Given entries START

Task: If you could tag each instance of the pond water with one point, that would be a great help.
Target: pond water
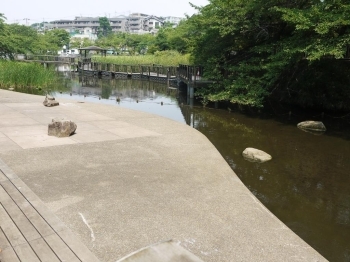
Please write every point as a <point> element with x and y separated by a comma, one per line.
<point>307,183</point>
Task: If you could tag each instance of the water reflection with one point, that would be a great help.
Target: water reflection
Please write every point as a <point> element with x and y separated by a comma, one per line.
<point>306,185</point>
<point>147,96</point>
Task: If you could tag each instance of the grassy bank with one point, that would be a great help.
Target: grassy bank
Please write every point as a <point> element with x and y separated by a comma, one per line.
<point>165,58</point>
<point>20,75</point>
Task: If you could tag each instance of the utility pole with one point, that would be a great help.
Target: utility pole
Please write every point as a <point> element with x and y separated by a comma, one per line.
<point>26,20</point>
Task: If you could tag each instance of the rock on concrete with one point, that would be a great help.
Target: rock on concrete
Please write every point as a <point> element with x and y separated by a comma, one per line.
<point>50,101</point>
<point>255,155</point>
<point>312,126</point>
<point>61,128</point>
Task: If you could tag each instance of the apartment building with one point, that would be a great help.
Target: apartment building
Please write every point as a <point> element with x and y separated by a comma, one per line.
<point>134,23</point>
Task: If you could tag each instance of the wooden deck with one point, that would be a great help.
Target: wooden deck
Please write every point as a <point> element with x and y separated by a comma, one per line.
<point>29,231</point>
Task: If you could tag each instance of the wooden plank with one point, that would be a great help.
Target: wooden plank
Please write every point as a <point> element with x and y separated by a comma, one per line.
<point>35,218</point>
<point>39,206</point>
<point>82,252</point>
<point>3,241</point>
<point>26,253</point>
<point>8,172</point>
<point>9,255</point>
<point>17,216</point>
<point>9,229</point>
<point>43,251</point>
<point>3,177</point>
<point>62,251</point>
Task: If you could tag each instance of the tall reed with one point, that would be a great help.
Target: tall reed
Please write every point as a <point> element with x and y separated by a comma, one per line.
<point>20,74</point>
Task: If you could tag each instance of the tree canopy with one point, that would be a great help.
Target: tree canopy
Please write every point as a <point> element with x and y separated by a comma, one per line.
<point>258,49</point>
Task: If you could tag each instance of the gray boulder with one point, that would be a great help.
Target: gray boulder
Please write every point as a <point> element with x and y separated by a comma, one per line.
<point>61,128</point>
<point>312,126</point>
<point>255,155</point>
<point>50,101</point>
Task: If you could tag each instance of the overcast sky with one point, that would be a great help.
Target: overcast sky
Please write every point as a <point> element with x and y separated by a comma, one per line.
<point>19,11</point>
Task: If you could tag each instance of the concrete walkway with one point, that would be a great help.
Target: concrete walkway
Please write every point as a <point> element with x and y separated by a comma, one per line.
<point>128,179</point>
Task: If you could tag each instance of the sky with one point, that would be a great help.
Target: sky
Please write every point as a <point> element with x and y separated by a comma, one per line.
<point>35,11</point>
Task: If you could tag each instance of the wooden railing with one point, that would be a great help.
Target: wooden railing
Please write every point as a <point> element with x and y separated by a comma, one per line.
<point>154,70</point>
<point>190,73</point>
<point>51,58</point>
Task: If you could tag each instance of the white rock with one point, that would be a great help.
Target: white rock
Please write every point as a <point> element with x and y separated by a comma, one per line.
<point>61,128</point>
<point>256,155</point>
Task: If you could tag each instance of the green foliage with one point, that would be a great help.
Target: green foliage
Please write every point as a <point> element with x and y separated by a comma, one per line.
<point>165,58</point>
<point>255,49</point>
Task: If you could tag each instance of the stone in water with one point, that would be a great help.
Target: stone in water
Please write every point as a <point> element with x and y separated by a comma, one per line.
<point>255,155</point>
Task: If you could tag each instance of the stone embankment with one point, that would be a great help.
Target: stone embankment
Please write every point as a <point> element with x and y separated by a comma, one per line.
<point>126,180</point>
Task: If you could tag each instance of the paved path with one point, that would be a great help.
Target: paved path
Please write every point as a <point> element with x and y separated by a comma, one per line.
<point>128,179</point>
<point>29,231</point>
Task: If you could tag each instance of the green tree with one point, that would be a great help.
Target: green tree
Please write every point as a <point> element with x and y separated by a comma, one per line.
<point>255,49</point>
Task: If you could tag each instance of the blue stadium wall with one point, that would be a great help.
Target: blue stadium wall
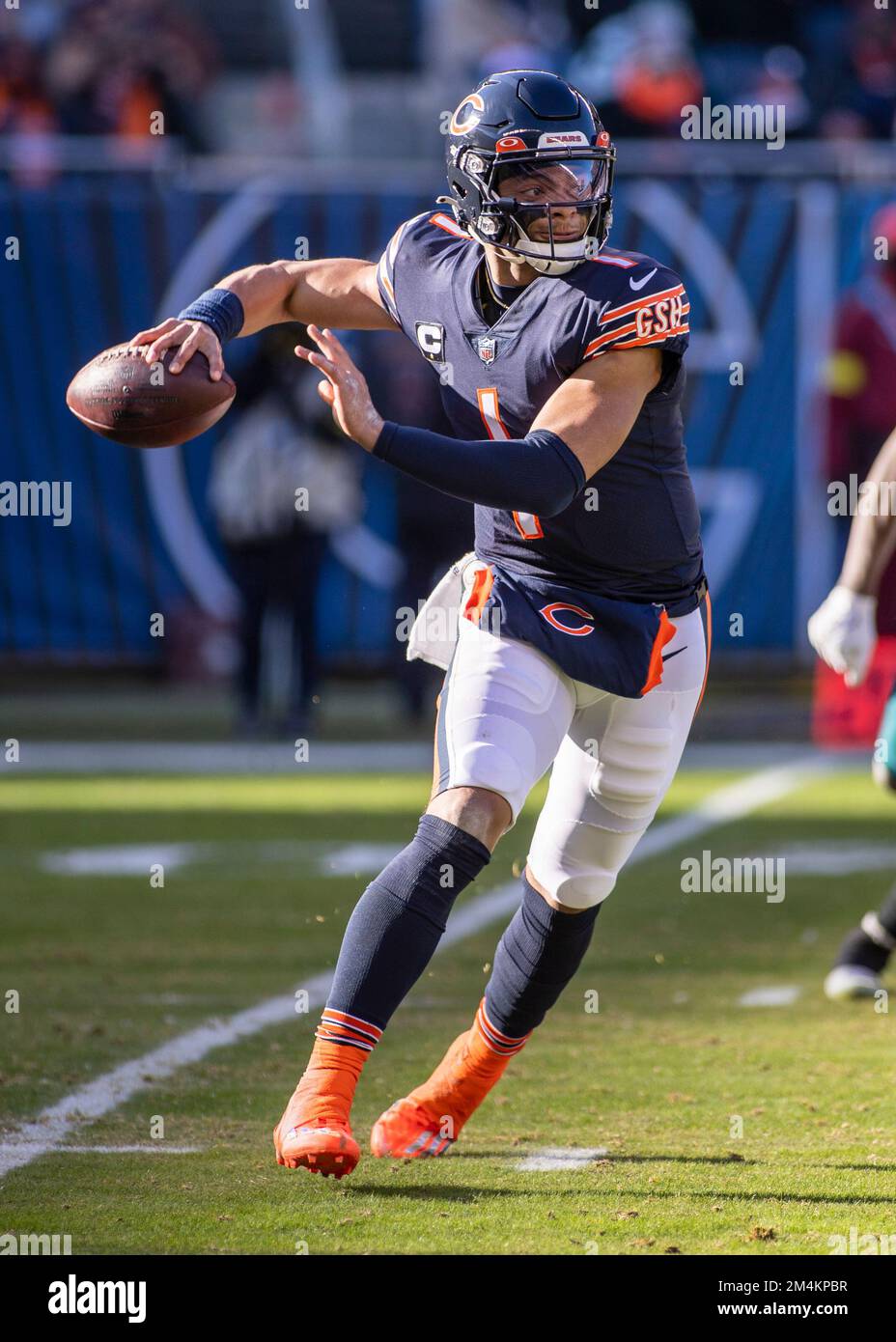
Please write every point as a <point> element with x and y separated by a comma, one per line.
<point>96,257</point>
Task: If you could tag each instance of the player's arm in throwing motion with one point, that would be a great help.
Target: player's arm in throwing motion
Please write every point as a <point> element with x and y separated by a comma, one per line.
<point>575,433</point>
<point>340,293</point>
<point>843,629</point>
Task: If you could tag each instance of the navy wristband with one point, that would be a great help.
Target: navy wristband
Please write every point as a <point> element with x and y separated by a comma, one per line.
<point>219,309</point>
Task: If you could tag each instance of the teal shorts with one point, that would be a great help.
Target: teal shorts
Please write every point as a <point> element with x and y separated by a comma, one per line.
<point>885,743</point>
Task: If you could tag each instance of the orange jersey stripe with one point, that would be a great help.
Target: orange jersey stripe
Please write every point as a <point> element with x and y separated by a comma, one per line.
<point>643,302</point>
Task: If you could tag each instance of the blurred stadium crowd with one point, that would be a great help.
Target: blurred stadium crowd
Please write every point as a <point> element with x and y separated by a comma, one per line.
<point>100,66</point>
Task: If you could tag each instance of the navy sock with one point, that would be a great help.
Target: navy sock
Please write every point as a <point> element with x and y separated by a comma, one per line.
<point>400,918</point>
<point>886,915</point>
<point>535,959</point>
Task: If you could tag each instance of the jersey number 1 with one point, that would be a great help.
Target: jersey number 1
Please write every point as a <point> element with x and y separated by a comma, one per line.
<point>527,523</point>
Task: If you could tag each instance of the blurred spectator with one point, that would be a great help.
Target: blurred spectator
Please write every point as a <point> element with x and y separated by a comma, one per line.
<point>283,440</point>
<point>102,68</point>
<point>860,378</point>
<point>640,68</point>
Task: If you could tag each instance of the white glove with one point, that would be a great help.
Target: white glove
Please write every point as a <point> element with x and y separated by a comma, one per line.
<point>844,633</point>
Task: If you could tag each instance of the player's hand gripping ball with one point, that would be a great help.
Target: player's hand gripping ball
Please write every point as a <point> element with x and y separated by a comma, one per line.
<point>165,387</point>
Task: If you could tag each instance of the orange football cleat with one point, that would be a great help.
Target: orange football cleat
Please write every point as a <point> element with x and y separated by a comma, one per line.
<point>430,1119</point>
<point>314,1132</point>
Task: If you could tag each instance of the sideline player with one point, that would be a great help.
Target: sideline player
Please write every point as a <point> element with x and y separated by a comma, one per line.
<point>561,371</point>
<point>844,633</point>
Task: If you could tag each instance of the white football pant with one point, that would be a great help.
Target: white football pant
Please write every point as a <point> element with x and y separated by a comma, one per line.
<point>507,713</point>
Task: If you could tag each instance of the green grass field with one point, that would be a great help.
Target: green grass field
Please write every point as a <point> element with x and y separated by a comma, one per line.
<point>109,966</point>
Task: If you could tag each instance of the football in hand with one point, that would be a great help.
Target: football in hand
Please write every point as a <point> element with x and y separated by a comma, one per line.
<point>121,396</point>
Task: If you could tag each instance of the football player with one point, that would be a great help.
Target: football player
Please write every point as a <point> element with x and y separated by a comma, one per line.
<point>581,640</point>
<point>843,632</point>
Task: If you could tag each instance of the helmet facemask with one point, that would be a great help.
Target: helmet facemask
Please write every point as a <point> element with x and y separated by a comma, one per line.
<point>550,210</point>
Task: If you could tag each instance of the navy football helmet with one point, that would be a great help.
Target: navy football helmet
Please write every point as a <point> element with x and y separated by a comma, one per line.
<point>530,169</point>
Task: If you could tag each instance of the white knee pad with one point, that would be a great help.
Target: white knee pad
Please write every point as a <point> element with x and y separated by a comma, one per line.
<point>505,709</point>
<point>632,771</point>
<point>581,870</point>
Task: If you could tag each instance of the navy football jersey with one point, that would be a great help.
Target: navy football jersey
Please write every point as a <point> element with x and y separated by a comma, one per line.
<point>634,530</point>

Given entries END

• _About this exercise_: Please return each line of the listing above that contains "building".

• _Exercise response_:
Task: If you could tag each instance of the apartment building with one point, that would be a great help.
Target: apartment building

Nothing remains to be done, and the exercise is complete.